Region pointing data:
▼
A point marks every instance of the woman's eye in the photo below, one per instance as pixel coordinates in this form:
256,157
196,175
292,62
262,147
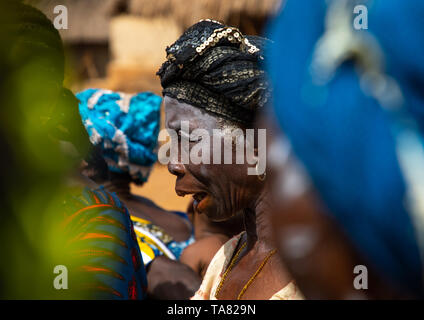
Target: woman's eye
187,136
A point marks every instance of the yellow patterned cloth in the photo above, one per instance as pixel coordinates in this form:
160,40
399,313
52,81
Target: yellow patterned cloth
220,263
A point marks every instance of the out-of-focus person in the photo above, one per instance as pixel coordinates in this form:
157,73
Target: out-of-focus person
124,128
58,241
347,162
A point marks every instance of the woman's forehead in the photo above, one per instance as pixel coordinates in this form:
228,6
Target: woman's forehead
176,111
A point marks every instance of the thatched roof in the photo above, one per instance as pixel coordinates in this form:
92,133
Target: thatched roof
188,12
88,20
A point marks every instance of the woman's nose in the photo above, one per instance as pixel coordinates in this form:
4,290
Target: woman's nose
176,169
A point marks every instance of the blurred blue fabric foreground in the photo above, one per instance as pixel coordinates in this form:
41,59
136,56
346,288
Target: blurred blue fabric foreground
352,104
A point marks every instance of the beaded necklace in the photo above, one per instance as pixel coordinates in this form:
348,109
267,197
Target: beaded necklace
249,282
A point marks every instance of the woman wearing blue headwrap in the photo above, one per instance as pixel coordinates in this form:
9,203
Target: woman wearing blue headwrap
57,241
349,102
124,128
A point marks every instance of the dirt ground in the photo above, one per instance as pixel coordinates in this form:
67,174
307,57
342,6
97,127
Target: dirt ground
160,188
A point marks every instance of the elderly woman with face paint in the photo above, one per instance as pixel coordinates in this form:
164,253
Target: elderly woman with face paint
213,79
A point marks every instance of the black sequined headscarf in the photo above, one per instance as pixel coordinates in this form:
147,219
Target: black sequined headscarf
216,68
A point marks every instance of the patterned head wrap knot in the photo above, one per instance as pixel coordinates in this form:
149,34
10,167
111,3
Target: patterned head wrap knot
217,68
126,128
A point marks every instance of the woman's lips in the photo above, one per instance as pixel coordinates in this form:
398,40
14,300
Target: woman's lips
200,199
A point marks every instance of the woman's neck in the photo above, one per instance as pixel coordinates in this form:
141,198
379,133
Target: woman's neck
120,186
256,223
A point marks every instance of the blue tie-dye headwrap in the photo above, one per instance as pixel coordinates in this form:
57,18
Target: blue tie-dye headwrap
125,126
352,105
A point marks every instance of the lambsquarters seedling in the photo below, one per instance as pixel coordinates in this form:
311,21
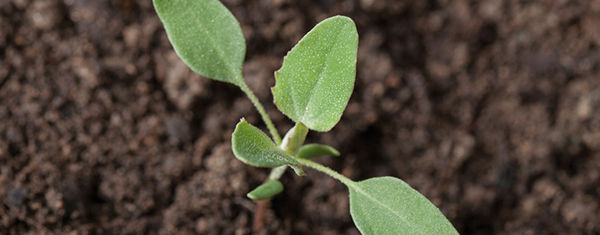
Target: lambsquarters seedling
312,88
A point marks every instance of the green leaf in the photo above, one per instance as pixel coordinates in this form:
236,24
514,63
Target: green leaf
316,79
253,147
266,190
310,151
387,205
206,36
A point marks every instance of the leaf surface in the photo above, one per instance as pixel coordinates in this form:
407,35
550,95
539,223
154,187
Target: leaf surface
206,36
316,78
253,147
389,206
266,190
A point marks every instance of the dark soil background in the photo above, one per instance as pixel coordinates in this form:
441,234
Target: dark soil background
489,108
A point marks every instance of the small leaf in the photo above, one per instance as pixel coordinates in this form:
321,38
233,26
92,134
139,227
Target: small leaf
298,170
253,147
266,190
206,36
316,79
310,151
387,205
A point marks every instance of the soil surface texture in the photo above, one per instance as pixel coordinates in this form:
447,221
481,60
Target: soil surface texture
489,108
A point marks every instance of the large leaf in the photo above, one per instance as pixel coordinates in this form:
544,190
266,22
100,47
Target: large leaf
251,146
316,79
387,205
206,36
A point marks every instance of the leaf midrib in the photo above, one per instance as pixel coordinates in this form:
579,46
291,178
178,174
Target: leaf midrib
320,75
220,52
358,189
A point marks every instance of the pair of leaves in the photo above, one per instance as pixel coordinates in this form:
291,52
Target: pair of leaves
▲
ACTIVITY:
Respond with only the number of lines in the data that include the string "pair".

TASK SOLUTION:
2